- [To do]:
1. Please rewrite the Merkel article from "Prior to this, like" to "in my eyes.", replacing "Greek debt crisis" with "eurozone crisis".
2. Format the records from the line with "Detect the wheel arch" to the line with "[0,248,64,265]" as a JSON list of strings, one string for each line, leaving out blank lines.

If Arabs could have voted, Angela Merkel would have won by a landslide, rather than the embattled situation she currently finds herself in following the shock gains scored by the far-right.

Monday 25 September 2017

Unlike the ‘Hussein’ in Barack Obama’s name, Angela Merkel Muhammed is not related to a conspiracy theory that the German chancellor is a secret Muslim. Born in August in Münster, the Angela in question is the daughter of a grateful Syrian couple who fled the danger and desolation in their devastated homeland and were granted asylum in Germany in 2015.

Prior to this, like many Arabs on the progressive or leftist end of the political spectrum, I had not been impressed by Merkel’s destructive neo-liberal policies and economic nationalism, most notably demonstrated in her handling of the Greek debt crisis. But Merkel’s willingness to gamble her political future to defend the weak and vulnerable strengthened her image in my eyes.

Although unaware of it herself, Baby Angela embodies the admiration her adult namesake has earned in the Arab world since Merkel defied a sceptical and hostile Europe, and her own conservative and far-right opponents at home, to welcome hundreds of thousands of refugees and migrants in 2015.

While Merkel was being booed by far-right protesters in Germany, Syrians and Arabs were sending her messages of love and admiration on social media. “We will tell our children that Syrian migrants fled their country to come to Europe when Mecca and Muslim lands were closer to them,” one Facebook user reportedly wrote in an expression of gratitude.

Rows from a box-labeling dataset:

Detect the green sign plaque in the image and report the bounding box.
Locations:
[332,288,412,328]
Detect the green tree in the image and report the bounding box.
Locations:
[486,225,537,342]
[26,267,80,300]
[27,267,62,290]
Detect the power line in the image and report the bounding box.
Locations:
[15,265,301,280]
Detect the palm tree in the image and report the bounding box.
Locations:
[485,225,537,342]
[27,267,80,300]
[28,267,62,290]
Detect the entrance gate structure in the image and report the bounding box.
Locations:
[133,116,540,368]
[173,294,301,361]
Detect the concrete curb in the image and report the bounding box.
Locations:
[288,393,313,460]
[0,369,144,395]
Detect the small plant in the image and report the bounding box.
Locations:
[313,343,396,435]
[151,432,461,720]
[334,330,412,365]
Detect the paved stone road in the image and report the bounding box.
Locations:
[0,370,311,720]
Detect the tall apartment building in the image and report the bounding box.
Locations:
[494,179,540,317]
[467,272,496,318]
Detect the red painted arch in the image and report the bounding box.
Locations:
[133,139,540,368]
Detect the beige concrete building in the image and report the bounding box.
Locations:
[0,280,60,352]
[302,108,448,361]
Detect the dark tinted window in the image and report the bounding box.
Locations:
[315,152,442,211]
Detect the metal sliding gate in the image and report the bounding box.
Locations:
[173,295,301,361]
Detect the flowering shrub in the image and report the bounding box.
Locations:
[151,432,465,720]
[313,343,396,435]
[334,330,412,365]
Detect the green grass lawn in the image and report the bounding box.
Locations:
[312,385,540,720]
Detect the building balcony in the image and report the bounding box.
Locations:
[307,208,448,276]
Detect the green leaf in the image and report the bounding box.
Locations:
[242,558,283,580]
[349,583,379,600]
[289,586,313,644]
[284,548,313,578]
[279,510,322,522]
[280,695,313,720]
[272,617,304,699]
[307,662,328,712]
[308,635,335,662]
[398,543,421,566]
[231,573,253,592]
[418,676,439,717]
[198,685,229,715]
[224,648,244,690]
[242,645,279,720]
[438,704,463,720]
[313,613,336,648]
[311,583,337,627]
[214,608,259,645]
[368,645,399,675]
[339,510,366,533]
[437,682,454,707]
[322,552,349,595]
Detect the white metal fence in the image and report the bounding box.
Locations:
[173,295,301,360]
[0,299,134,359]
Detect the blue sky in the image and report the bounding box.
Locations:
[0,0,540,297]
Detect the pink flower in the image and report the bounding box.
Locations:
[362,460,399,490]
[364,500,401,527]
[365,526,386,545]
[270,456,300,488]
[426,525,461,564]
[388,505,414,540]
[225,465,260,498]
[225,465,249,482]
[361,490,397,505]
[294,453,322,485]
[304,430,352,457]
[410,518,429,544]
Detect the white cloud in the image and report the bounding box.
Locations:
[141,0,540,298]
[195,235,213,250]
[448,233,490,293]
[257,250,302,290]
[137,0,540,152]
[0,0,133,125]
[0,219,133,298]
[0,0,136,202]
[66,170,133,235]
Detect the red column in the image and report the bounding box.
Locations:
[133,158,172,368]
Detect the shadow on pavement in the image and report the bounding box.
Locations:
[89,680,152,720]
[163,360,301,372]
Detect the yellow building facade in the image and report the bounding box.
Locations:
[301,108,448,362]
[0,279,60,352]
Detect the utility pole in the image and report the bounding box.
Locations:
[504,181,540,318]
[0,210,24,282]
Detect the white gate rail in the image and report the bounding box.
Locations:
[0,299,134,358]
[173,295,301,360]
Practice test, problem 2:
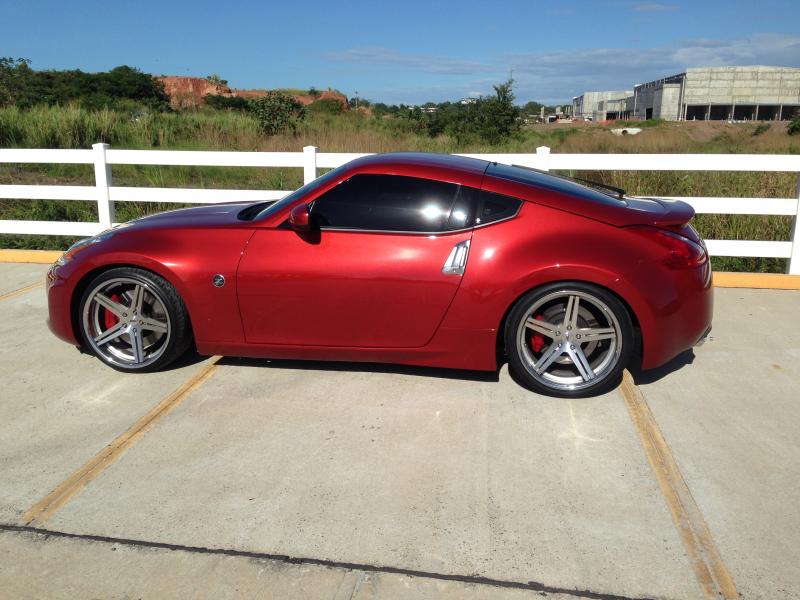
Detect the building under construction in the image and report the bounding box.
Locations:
[572,66,800,121]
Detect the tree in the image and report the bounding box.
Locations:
[446,79,521,144]
[0,58,169,110]
[249,91,305,135]
[203,94,248,110]
[0,56,34,106]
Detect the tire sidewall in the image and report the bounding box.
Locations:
[76,267,191,373]
[503,281,636,398]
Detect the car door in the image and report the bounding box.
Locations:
[237,174,477,348]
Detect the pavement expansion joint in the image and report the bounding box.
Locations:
[0,523,655,600]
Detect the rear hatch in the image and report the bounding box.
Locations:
[484,163,694,230]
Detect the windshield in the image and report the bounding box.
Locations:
[247,165,344,221]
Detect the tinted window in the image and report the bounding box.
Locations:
[475,190,522,225]
[311,175,473,232]
[486,164,625,206]
[252,165,346,221]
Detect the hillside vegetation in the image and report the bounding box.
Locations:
[0,59,800,271]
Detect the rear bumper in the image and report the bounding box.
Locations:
[46,265,80,346]
[629,261,714,369]
[694,327,711,348]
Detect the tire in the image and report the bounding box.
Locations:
[76,267,192,373]
[504,281,636,398]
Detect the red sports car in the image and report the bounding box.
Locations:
[48,153,713,397]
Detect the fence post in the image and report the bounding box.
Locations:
[92,144,114,228]
[786,173,800,275]
[303,146,317,183]
[536,146,550,171]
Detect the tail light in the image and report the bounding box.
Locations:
[631,226,708,269]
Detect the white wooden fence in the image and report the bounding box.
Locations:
[0,144,800,275]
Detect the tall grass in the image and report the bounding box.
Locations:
[0,106,800,271]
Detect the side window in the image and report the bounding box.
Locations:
[475,190,522,225]
[311,175,473,232]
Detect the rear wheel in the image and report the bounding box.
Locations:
[505,282,634,398]
[78,267,191,372]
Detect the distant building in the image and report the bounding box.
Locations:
[633,66,800,121]
[572,90,633,121]
[572,66,800,121]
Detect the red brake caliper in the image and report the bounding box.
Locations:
[103,294,119,329]
[531,315,544,352]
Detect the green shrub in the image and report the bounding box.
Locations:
[787,113,800,135]
[248,91,305,135]
[203,94,247,110]
[307,98,344,115]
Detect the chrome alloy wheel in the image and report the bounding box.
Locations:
[82,277,171,369]
[516,290,623,391]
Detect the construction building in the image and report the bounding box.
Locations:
[572,90,633,121]
[573,66,800,121]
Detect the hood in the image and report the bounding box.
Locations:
[128,202,264,229]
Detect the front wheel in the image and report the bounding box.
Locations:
[505,282,634,398]
[78,267,191,372]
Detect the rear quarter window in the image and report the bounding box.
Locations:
[486,164,626,207]
[475,190,522,227]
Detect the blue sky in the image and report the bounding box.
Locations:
[0,0,800,103]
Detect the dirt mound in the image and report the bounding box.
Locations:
[158,75,348,110]
[157,75,231,108]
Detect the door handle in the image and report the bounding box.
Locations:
[442,240,469,275]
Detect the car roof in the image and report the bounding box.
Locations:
[349,152,489,176]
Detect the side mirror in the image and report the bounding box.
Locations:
[289,204,311,231]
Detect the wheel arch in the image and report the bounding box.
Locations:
[495,277,643,367]
[69,262,194,351]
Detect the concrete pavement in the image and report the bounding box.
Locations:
[0,265,800,599]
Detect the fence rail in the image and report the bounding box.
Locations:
[0,144,800,275]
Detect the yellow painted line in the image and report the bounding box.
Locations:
[0,281,44,300]
[22,356,221,525]
[621,371,739,599]
[714,272,800,290]
[0,248,64,265]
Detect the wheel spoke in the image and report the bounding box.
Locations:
[94,292,127,319]
[564,296,581,329]
[525,317,557,339]
[578,327,617,343]
[128,327,144,363]
[138,317,167,333]
[567,346,594,381]
[533,342,563,374]
[131,285,144,314]
[94,321,125,346]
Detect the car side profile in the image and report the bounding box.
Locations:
[47,153,713,397]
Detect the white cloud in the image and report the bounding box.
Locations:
[633,2,678,12]
[323,48,495,75]
[325,33,800,103]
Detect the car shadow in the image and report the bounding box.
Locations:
[212,356,500,382]
[629,349,694,385]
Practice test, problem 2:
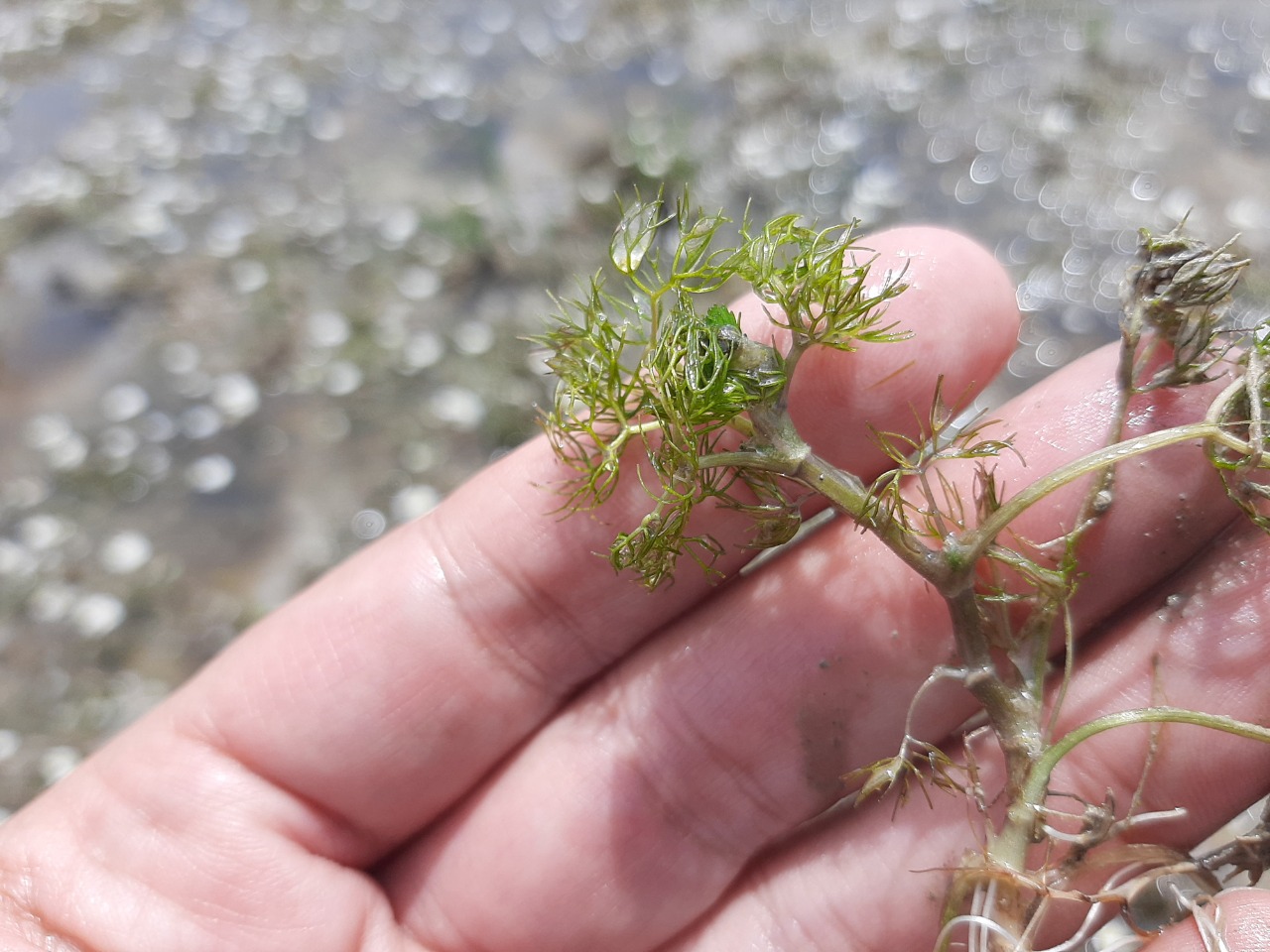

- [Results of the tasks]:
1.
Prior to this, like many Arabs on the progressive or leftist end of the political spectrum, I had not been impressed by Merkel’s destructive neo-liberal policies and economic nationalism, most notably demonstrated in her handling of the eurozone crisis. But Merkel’s willingness to gamble her political future to defend the weak and vulnerable strengthened her image in my eyes.

2.
[
  "Detect the wheel arch in the image and report the bounding box.",
  "Locations:",
  "[495,277,643,367]",
  "[69,262,194,351]",
  "Detect the concrete pavement in the image and report the bounding box.",
  "Locations:",
  "[0,265,800,599]",
  "Detect the fence rail in the image and report the bounding box.",
  "Locations:",
  "[0,144,800,275]",
  "Detect the yellow painted line in the image and report the bounding box.",
  "Locations:",
  "[0,281,44,300]",
  "[22,356,221,525]",
  "[621,371,739,599]",
  "[714,272,800,290]",
  "[0,248,64,265]"
]